Tuesday, March 20, 2012

FA

I’ve mentioned a long time ago that my very conservative Grandmother used to say ‘fiddle arsing’ in ignorant bliss when she meant to describe someone who was not concentrating on the task. Procrastinating, if you will.

I’m terrific at both. Fiddle arseing (is ‘arseing’ spelled with an ‘e’ or without? ....... see what I’m already doing here – I’m putting off writing this blog entry...) about the house and procrastinating are my usual modes of operation, especially when there’s actually some paid work to do.

Before you all groan and say things like ‘but you were only whingeing a short time ago about how hard it is to find work and now you’re blowing your opportunities by wasting precious mental energy on whether there’s a bloody letter E in ‘arseing’ and if cyberspace was truly elastic I’d reach in and angrily flick that bulb on the end of your nose until your eyes water......’ - let me reassure you of something.

◇ ◇ ◇ ◇ ◇

Questions on the material:
• a. List each distinct short word, phrase, or letter that the blog entry encloses in single quotation marks, leaving out the long imagined remark from readers.
• b. According to the blog entry, what did the Grandmother mean when she said "fiddle arsing"?

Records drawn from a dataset
◇ ◇ ◇ ◇ ◇

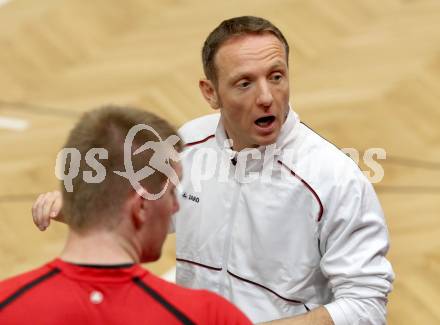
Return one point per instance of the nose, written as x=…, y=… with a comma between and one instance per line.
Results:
x=264, y=98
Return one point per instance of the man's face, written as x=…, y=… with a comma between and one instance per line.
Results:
x=253, y=88
x=157, y=228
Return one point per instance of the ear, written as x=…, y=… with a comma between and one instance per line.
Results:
x=209, y=93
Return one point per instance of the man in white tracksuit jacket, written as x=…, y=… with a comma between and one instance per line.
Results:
x=287, y=226
x=273, y=217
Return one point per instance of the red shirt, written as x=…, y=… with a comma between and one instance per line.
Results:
x=65, y=293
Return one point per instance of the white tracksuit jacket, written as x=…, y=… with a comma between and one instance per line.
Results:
x=283, y=234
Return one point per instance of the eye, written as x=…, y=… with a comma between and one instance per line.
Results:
x=277, y=76
x=244, y=84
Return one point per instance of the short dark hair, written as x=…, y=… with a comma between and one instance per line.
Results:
x=90, y=205
x=234, y=27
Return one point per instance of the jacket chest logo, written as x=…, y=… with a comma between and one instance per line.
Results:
x=191, y=197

◇ ◇ ◇ ◇ ◇

Responses by task:
• a.
fiddle arsing
arseing
e

• b. She meant to describe someone who was not concentrating on the task.